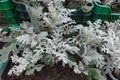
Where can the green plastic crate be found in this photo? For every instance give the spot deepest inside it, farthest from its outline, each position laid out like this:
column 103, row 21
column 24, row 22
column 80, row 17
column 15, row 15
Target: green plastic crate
column 8, row 11
column 104, row 13
column 5, row 4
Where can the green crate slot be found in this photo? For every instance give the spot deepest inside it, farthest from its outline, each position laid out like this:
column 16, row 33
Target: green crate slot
column 104, row 13
column 5, row 4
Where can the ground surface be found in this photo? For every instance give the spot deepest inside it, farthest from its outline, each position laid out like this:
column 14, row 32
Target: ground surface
column 51, row 73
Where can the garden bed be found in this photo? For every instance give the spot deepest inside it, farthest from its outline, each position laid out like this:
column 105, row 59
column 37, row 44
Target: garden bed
column 47, row 73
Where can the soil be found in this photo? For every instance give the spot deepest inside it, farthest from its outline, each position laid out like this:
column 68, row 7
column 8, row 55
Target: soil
column 3, row 22
column 51, row 73
column 2, row 44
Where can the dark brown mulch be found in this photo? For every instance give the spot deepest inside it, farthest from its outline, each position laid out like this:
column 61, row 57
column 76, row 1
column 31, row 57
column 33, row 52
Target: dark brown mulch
column 51, row 73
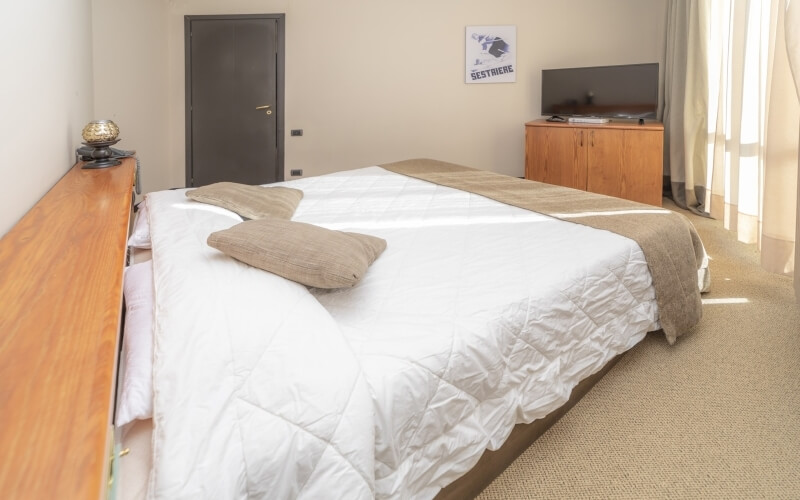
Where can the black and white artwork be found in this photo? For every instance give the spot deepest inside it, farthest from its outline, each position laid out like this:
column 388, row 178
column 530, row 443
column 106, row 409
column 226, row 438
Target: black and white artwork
column 491, row 54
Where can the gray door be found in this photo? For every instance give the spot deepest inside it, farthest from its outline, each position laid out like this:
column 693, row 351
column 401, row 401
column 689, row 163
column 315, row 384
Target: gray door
column 234, row 99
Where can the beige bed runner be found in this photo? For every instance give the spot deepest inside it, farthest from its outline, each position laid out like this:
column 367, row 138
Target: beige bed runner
column 670, row 243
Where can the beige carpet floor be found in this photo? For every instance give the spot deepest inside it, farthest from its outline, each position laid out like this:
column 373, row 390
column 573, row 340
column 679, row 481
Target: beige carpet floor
column 715, row 416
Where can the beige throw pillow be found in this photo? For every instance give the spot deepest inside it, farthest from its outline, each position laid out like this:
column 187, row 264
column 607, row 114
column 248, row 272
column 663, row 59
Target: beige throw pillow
column 251, row 202
column 307, row 254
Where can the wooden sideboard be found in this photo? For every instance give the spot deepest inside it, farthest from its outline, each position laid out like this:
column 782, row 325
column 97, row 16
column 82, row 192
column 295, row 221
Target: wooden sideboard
column 61, row 271
column 622, row 159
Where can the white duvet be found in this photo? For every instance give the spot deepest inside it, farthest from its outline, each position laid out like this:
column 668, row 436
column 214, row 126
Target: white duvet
column 477, row 316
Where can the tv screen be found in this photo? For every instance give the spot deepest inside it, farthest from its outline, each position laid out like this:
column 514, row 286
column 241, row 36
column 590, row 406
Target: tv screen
column 624, row 91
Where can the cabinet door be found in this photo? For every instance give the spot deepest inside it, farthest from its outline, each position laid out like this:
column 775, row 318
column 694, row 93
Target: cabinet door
column 641, row 175
column 626, row 164
column 604, row 162
column 556, row 155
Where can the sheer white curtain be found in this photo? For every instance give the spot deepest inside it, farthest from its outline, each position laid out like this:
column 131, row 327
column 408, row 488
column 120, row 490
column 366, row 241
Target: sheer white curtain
column 740, row 118
column 792, row 28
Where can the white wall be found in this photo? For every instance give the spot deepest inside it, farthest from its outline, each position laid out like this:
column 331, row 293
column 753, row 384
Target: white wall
column 377, row 81
column 46, row 88
column 130, row 79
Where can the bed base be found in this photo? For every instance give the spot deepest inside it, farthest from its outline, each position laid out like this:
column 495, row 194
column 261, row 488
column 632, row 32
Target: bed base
column 493, row 463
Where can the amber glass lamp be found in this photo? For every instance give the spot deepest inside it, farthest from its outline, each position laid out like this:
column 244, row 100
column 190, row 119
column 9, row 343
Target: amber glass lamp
column 99, row 136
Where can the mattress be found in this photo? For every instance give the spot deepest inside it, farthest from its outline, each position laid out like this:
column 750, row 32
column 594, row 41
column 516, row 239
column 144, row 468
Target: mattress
column 478, row 316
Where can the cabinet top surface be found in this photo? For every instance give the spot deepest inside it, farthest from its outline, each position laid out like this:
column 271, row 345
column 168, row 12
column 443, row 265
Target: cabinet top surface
column 616, row 124
column 60, row 294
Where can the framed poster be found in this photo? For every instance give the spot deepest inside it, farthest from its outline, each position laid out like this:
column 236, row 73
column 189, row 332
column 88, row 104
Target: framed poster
column 491, row 54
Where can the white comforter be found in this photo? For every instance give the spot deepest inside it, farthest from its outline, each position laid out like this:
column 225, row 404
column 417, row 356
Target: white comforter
column 477, row 316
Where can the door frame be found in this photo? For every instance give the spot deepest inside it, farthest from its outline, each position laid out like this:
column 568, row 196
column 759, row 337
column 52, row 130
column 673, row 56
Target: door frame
column 279, row 82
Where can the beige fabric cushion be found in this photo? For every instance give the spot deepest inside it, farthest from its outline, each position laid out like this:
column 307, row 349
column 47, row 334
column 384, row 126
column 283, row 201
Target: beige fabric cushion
column 251, row 202
column 308, row 254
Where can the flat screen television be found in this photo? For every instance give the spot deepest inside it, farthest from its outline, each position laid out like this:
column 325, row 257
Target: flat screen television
column 623, row 91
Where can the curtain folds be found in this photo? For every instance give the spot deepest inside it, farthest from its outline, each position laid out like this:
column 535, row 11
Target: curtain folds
column 732, row 114
column 791, row 24
column 685, row 96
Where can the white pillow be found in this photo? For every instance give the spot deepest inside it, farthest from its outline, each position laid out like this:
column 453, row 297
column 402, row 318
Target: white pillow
column 136, row 395
column 140, row 237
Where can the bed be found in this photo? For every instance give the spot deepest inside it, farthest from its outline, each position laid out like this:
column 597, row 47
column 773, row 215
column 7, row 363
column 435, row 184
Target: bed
column 492, row 301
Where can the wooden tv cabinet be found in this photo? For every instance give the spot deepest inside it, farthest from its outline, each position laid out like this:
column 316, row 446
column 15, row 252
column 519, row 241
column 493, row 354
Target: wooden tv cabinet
column 618, row 158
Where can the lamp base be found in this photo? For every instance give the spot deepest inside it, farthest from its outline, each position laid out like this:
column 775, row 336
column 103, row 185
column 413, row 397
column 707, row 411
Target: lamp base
column 99, row 155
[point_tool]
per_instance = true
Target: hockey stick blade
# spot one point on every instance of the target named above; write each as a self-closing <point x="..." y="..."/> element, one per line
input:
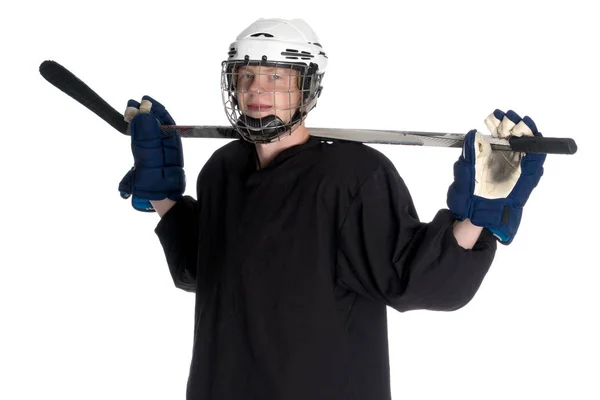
------------------------------------
- [EXERCISE PROMPT]: Rewrite all of the records above as a JSON list of strings, with one string per line. Omit the blank lines and leave the pictures out.

- [WRITTEN SOLUTION]:
[
  "Where can the green plastic crate be found in this photo? For every instance give the spot deepest inside it, farthest from its outline, each position laid out like this:",
  "column 103, row 21",
  "column 24, row 22",
  "column 80, row 17",
  "column 15, row 15",
  "Target: green plastic crate",
  "column 8, row 11",
  "column 104, row 13",
  "column 5, row 4",
  "Where can the green crate slot be found in this photo? For every instance give the spot deepest inside it, farthest from its outline, each position laid out like this:",
  "column 16, row 33",
  "Target: green crate slot",
  "column 104, row 13",
  "column 5, row 4",
  "Where can the ground surface be found in this photo? For every instance give the spot deepest inside it, farthest from its outline, each position laid out like this:",
  "column 14, row 32",
  "Target: ground surface",
  "column 51, row 73",
  "Where can the garden bed be found in this photo? For every instance give the spot deepest inside it, farthest from its outline, each position laid out like this:",
  "column 105, row 59",
  "column 37, row 44",
  "Target: garden bed",
  "column 47, row 73",
  "Where can the soil be found in this photo? For every instance give the spot deepest inside it, farthest from its outline, each position laid out like this:",
  "column 68, row 7",
  "column 8, row 55",
  "Target: soil",
  "column 3, row 22",
  "column 51, row 73",
  "column 2, row 44",
  "Where can the dark brown mulch be found in this photo? For every instance give the spot deepest inside it, farthest from its outline, each position laid out like this:",
  "column 61, row 57",
  "column 76, row 1",
  "column 31, row 57",
  "column 33, row 52",
  "Target: dark brown mulch",
  "column 51, row 73",
  "Where can the black and white artwork be found in this photo? For every instance give the spot deepest inside it, farthest from its outline, each position laid out like this:",
  "column 388, row 178",
  "column 530, row 443",
  "column 106, row 409",
  "column 226, row 438",
  "Target: black and white artwork",
  "column 491, row 54",
  "Where can the gray door be found in this photo? For every instance give the spot deepest inside it, farthest from its outline, each position laid out like this:",
  "column 693, row 351",
  "column 401, row 401",
  "column 689, row 163",
  "column 315, row 384",
  "Target: gray door",
  "column 234, row 99",
  "Where can the beige bed runner be found in this photo? For every instance give the spot deepest inside it, farthest from its outline, each position laid out like this:",
  "column 367, row 138",
  "Target: beige bed runner",
  "column 670, row 243",
  "Where can the beige carpet floor be found in this photo? For every instance give the spot deepest inside it, farthest from its outline, each position laid out like this:",
  "column 373, row 390",
  "column 573, row 340",
  "column 679, row 481",
  "Target: beige carpet floor",
  "column 715, row 416",
  "Where can the beige throw pillow be found in this photo? For every instance give the spot deepest inside it, farthest from its outline, each position laid out like this:",
  "column 187, row 264",
  "column 607, row 114",
  "column 248, row 272",
  "column 663, row 59",
  "Target: beige throw pillow",
  "column 251, row 202",
  "column 307, row 254",
  "Where can the wooden sideboard be found in this photo? For every instance give the spot deepest inside it, farthest from its outline, each position laid out like this:",
  "column 782, row 325",
  "column 97, row 16",
  "column 82, row 192",
  "column 295, row 221",
  "Target: wooden sideboard",
  "column 61, row 271",
  "column 622, row 159",
  "Where can the white duvet be found in this photo? For every instance give the spot deepest inside it, farthest from its outline, each position laid out like this:",
  "column 668, row 436",
  "column 214, row 126",
  "Target: white duvet",
  "column 477, row 316",
  "Where can the tv screen be found in this photo? For every instance give the spot deepest inside it, farthest from its outline, each position laid out like this:",
  "column 514, row 286",
  "column 241, row 36",
  "column 590, row 406",
  "Target: tv screen",
  "column 624, row 91",
  "Where can the cabinet door be found in this photo? For every instance give the spot deepest inside it, farthest from its outline, each position laid out like this:",
  "column 775, row 318",
  "column 694, row 93",
  "Target: cabinet door",
  "column 641, row 175",
  "column 626, row 164",
  "column 604, row 162",
  "column 556, row 155",
  "Where can the sheer white curtain be found in this photo? For every instance give the spot deepest inside it, farthest from its outline, each position laid out like this:",
  "column 131, row 327",
  "column 408, row 488",
  "column 120, row 490",
  "column 366, row 241",
  "Target: sheer white curtain",
  "column 740, row 118",
  "column 792, row 28",
  "Where can the white wall be found in this photo? For every instance give the spot deepest inside it, farthest from its outline, each position laid out like this:",
  "column 331, row 293",
  "column 753, row 384",
  "Target: white wall",
  "column 377, row 81",
  "column 46, row 88",
  "column 130, row 79",
  "Where can the bed base be found in this photo? For every instance give the spot deepest inside it, farthest from its outline, each position laid out like this:",
  "column 495, row 194",
  "column 261, row 488",
  "column 632, row 32",
  "Target: bed base",
  "column 493, row 463",
  "Where can the amber glass lamp be found in this photo? For every instance give the spot deepest inside it, farthest from its outline, each position laid out like this:",
  "column 244, row 100",
  "column 190, row 119",
  "column 9, row 343",
  "Target: amber glass lamp",
  "column 99, row 136",
  "Where can the mattress be found in this photo? For every instance give the spot deepest inside it, farthest from its outline, each position laid out like this:",
  "column 750, row 32",
  "column 594, row 41",
  "column 516, row 239",
  "column 144, row 468",
  "Target: mattress",
  "column 478, row 316",
  "Where can the cabinet top surface be found in this photo? For every instance give the spot deepest inside it, farthest from its outline, each position laid out like this:",
  "column 271, row 345",
  "column 168, row 12",
  "column 443, row 265",
  "Target: cabinet top surface",
  "column 616, row 124",
  "column 60, row 294",
  "Where can the framed poster be found in this photo? For every instance give the spot deepest inside it, farthest from its outline, each position laid out like this:",
  "column 236, row 73",
  "column 189, row 332",
  "column 88, row 104",
  "Target: framed poster",
  "column 491, row 54",
  "Where can the white comforter be found in this photo? For every instance give the spot deepest inside it, farthest from its outline, each position laid out like this:",
  "column 225, row 404",
  "column 417, row 356",
  "Target: white comforter",
  "column 477, row 316",
  "Where can the door frame be found in this photo? For every instance give the spot deepest inside it, farthest from its outline, each position laid out like this:",
  "column 568, row 196",
  "column 759, row 337",
  "column 52, row 130",
  "column 673, row 56",
  "Target: door frame",
  "column 279, row 82",
  "Where can the beige fabric cushion be found in this photo? For every instance give the spot deepest inside it, farthest from its outline, each position laid out like this:",
  "column 307, row 349",
  "column 47, row 334",
  "column 384, row 126",
  "column 283, row 201",
  "Target: beige fabric cushion",
  "column 251, row 202",
  "column 308, row 254",
  "Where can the flat screen television be found in this photo? For every instance give the spot deepest inside it, farthest from its outline, each position laid out like this:",
  "column 325, row 257",
  "Target: flat screen television",
  "column 623, row 91",
  "Where can the curtain folds be found in this photo? For every instance give the spot deepest inside it, farthest from its outline, each position laid out like this:",
  "column 535, row 11",
  "Target: curtain folds",
  "column 732, row 114",
  "column 791, row 24",
  "column 685, row 96",
  "Where can the white pillow be found in this photo? For every instance give the spot deepest inside it, farthest from its outline, each position laid out like this:",
  "column 453, row 297",
  "column 402, row 318",
  "Target: white pillow",
  "column 136, row 395",
  "column 140, row 237",
  "Where can the bed be found in this photo? For every instance give the spot deepest inside it, farthest from its outline, each position laid out like this:",
  "column 597, row 47",
  "column 773, row 215",
  "column 7, row 363",
  "column 435, row 184",
  "Target: bed",
  "column 492, row 301",
  "Where can the wooden tv cabinet be found in this photo? For every instance give the spot deepest inside it, farthest from its outline, each position laid out like this:",
  "column 316, row 446",
  "column 15, row 252",
  "column 519, row 241",
  "column 493, row 354",
  "Target: wooden tv cabinet",
  "column 618, row 158",
  "Where can the lamp base be found in this photo? For every instance give the spot deepest inside it, farthest from its outline, each position laid out like this:",
  "column 775, row 336",
  "column 103, row 185",
  "column 413, row 397",
  "column 707, row 411",
  "Target: lamp base",
  "column 99, row 155",
  "[point_tool]",
  "per_instance = true",
  "Target: hockey stick blade",
  "# spot one point on every instance of the target named above; write each as a self-closing <point x=\"...\" y=\"...\"/> element, one per line",
  "input:"
]